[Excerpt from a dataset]
-- -- --
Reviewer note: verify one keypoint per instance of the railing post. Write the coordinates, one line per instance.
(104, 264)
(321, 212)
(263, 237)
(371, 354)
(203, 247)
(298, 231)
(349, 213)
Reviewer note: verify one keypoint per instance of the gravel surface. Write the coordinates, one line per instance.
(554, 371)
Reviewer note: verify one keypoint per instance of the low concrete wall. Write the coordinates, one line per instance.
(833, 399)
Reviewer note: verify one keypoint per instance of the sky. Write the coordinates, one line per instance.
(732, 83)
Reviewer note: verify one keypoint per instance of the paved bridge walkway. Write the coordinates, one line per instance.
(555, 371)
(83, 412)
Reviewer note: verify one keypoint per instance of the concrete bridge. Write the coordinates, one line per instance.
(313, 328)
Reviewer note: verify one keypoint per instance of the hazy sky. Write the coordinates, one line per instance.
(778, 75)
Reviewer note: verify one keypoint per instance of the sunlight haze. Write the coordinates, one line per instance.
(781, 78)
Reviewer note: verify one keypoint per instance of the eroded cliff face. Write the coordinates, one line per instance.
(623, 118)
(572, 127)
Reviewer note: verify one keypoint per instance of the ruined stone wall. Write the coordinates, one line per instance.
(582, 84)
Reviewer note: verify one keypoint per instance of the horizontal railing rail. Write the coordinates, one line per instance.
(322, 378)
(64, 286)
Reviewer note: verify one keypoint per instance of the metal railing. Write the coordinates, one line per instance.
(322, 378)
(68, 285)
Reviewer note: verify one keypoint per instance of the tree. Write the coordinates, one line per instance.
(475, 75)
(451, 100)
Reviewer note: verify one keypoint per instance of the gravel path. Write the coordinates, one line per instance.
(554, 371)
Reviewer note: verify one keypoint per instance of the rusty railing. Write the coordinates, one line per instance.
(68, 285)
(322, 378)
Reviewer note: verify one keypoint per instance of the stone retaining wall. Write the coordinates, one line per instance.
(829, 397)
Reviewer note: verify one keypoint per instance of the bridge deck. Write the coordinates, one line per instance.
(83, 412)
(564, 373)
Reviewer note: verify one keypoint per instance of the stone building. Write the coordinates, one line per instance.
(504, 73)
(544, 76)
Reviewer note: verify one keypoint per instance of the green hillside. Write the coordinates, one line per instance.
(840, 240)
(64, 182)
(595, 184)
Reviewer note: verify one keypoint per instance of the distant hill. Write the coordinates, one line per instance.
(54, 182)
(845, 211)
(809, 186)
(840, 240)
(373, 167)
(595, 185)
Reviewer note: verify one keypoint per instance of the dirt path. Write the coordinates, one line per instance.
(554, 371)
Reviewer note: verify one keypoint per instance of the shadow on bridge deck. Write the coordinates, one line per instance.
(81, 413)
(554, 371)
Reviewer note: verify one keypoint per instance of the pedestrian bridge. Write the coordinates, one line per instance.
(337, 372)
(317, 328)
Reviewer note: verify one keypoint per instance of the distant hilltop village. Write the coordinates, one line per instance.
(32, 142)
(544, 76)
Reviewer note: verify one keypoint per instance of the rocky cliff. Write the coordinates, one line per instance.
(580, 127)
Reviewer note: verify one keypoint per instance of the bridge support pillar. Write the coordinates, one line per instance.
-- -- --
What needs to be done
Set down the entries above again, word for word.

Exercise output
Reviewer note: verify one keypoint per instance of the railing post. Write the coordinates, one line per instance.
(104, 264)
(321, 212)
(263, 237)
(371, 354)
(203, 247)
(298, 231)
(349, 213)
Reviewer note: verify one keypoint per instance of the gravel surface. Write the coordinates, one line per instance.
(554, 371)
Reviewer note: verify one keypoint per instance of the low concrete wall. Write the coordinates, one line per instance.
(833, 399)
Reviewer note: verify one keypoint per instance of the sky. Write the coordinates, one line per instance.
(732, 83)
Reviewer note: verify one keypoint per instance of the paved bridge walkway. Write the coordinates, one line per instance.
(555, 371)
(83, 412)
Reviewer note: verify one keypoint per instance of the concrete bridge. Write the coordinates, one line per instance.
(313, 328)
Reviewer note: verify one keypoint per instance of the hazy sky. Write the coordinates, one line per instance.
(778, 75)
Reviewer note: verify one keypoint per instance of the sunlight haze. Write the coordinates, one line per instance.
(781, 78)
Reviewer note: verify one keypoint per instance of the eroded cliff face. Write the coordinates, one line per instance.
(623, 118)
(572, 127)
Reviewer note: verify one keypoint per instance of the ruined stone wall. Write the coordinates, one line per instance.
(582, 84)
Reviewer note: verify one keypoint per instance of the horizontal railing rail. Write the coordinates, one line per instance.
(322, 378)
(64, 286)
Reviewer note: verify one keypoint per instance of the metal railing. Write the coordinates, one line per instance.
(322, 378)
(68, 285)
Reviewer note: verify one keypoint per instance of the tree. Write the coordinates, one line per instance.
(475, 75)
(451, 100)
Reviewer note: verify one keypoint per instance of the gravel path. Write the coordinates, one line per instance.
(554, 371)
Reviewer note: verify one keypoint per instance of the rusty railing. Write the coordinates, one line per instance.
(68, 285)
(322, 378)
Reviewer note: verify one keypoint per instance of the stone retaining wall. Write the coordinates, one line per instance.
(829, 397)
Reviewer note: verify one keypoint per instance of the bridge deck. Write the coordinates, one line per instance.
(83, 412)
(564, 373)
Reviewer note: verify one keypoint per instance of the stone building. Write the coordinates, one line per instance.
(504, 73)
(544, 76)
Reviewer note: verify one keypoint per instance of the green hillside. Write the coordinates, one line per instance.
(840, 240)
(64, 182)
(595, 184)
Reviewer note: verify one keypoint per instance of the distant hill. Write the coordinates, one line per instance.
(54, 182)
(845, 211)
(809, 186)
(840, 240)
(373, 167)
(595, 185)
Reviewer note: verify one keypoint per instance of the dirt path. Write the coordinates, one line per instance.
(554, 371)
Reviewer note: verify one keypoint per instance of the shadow on bridge deck. Write the coordinates, one line per instance.
(81, 413)
(554, 371)
Reviewer note: verify one keypoint per instance of the pedestrian bridge. Write the coordinates, one line per instance.
(337, 372)
(317, 328)
Reviewer note: verify one keypoint per instance of the distant hilltop village. Write the coordinates, one line per instance.
(32, 142)
(544, 76)
Reviewer note: verify one keypoint per instance of the rocky cliff. Write the coordinates, one line per instance.
(580, 127)
Reviewer note: verify one keypoint per instance of the bridge support pillar. Write the coordinates, one line per instance.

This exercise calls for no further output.